§ **Text under study**
Though the fig tree may not blossom,
Nor fruit be on the vines;
Though the labor of the olive may fail,
And the fields yield no food;
Though the flock may be cut off from the fold,
And there be no herd in the stalls--
Yet I will rejoice in the Lord,
I will joy in the God of my salvation.
The Lord God is my strength;
He will make me walk on my high hills.

Tuesday, April 28, 2009

Art


This is Gunner's picture of me seeing my doctor tomorrow morning.


On the left is a scale, then the doctor. I'm laying on the hospital bed getting my EKG, which I will have after I see my oncologist.


I thought this was precious, so I scanned it since he drew it for me to give to my doc.


Monday, April 27, 2009

"Pure Gold"

I have been walking several nights a week with our dog Goldie. Sometimes I even get the urge to jog! I thought about making this post a while back and put it off because I didn't want to sit and copy song lyrics.

Anyway, I've been using Jeff's MP3 player (I do not have my own) and one of my favorite songs to walk to is "Pure Gold" by Earth, Wind and Fire from their Illumination CD produced in 2004 (I copied the lyrics from the CD insert as they were written):

PURE GOLD by EARTH, WIND AND FIRE

WALK IN THE LIGHT
THAT SHINES SO BRIGHT
LET YOUR SOUL FEEL THE RIGHT
OF IT'S PURE GOLD
WON'T YOU WAKE UP, WAKE UP
WALK IN THE LIGHT
WON'T YOU WAKE UP, WAKE UP
BRING SUBSTANCE IN YOUR LIFE
WON'T YOU WAKE, WAKE UP
WALK IN THE LIGHT
WON'T YOU WAKE UP, WAKE UP
WHERE'S YOUR HEART
WHERE'S YOUR PRIDE
HAS IT ALL BEEN PUSHED ASIDE
LAVISH DREAMS, LIVIN' HIGH
WITH NO SUBSTANCE IN YOUR LIFE
IT'S A HARD WORLD I KNOW
SO DON'T GIVE INTO THE LIE'S
OU HAVE ALWAYS BEEN A STAR
EVERYTHING YOU NEEDS INSIDE YOUR HEART
CHORUS:
OOH, YOUR LIFE IS SPECIAL
REALLY SPECIAL, YEAH
YOUR TREASURE LYE'S IN YOUR SOUL
TRUTH IN LIFE WILL BLESS YA
(IT WILL BLESS YA)
RICHES COME AND GO
ONLY LOVE IS PURE GOLD
MANY HEARTS, MANY LIVES
HAVE BEEN TOUCHED
WHEN YOU REALIZE
THAT YOU'RE WORTHY
YOU'RE THE PRIZE
BUT YOU HAVE TO HEAL INSIDE
IT'S A HARD WORLD I KNOW
BUT DON'T GIVE INTO THE LIES
YOU HAVE ALWAYS BEEN A STAR
EVERYTHING YOU NEEDS
INSIDE YOUR HEART
(SEE YA) ALWAYS ON THE GRIND
(BUT 'CHA) NEED SOME PIECE OF MIND
(WON'T CHA) SLOW DOWN TAKE YOUR TIME
THERE'S A MILLION WAYS TO SHINE
(WHEN YOU) LET THE WORLDLY THANGS
(START TO) CONTROL YOUR DESTINY
(YOU GOTTA) WAKE UP MAKE A CHANGE
AND THEN YOU'LL FIND
YOUR STARS WILL ALIGN, YEAH
OOH, YOUR LIFE IS SPECIAL
REALLY SPECIAL, YEAH
YOUR TREASURE LYE'S IN YOUR SOUL
TRUTH IN LIFE WILL BLESS YA
(IT WILL BLESS YA)

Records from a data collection
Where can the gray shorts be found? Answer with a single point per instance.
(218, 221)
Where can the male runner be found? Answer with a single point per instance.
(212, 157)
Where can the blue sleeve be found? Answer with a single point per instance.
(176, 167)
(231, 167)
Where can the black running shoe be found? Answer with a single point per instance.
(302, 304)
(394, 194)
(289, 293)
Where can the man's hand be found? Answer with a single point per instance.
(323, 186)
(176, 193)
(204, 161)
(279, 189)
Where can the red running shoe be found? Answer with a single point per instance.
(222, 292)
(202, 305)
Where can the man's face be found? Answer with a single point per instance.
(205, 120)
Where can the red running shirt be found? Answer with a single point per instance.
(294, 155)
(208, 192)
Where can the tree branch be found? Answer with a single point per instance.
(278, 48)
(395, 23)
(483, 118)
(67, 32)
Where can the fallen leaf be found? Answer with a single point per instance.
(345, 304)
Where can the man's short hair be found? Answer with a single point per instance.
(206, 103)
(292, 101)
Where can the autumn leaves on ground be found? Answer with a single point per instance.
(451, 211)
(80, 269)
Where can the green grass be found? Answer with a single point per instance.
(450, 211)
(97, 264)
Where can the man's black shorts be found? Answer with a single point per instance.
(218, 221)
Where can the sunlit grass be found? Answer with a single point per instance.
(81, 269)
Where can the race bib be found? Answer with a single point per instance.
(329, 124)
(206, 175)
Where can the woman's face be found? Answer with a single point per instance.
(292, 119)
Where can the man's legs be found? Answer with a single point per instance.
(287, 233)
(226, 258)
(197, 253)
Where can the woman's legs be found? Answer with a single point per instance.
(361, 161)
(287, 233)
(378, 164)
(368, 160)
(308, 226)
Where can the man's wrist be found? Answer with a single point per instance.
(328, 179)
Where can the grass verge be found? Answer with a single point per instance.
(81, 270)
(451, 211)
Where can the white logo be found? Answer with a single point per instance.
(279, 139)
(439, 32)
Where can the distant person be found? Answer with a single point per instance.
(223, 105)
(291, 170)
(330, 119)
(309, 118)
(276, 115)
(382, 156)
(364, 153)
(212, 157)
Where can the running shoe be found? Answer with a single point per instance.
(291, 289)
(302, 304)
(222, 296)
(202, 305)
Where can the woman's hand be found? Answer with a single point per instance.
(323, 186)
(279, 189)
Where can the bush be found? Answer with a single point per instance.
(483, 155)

§ **Try it**
In the blog text, which album by Earth, Wind and Fire does the song "Pure Gold" come from, and what year was it produced?

§ **Problem solution**
It comes from the Illumination CD, produced in 2004.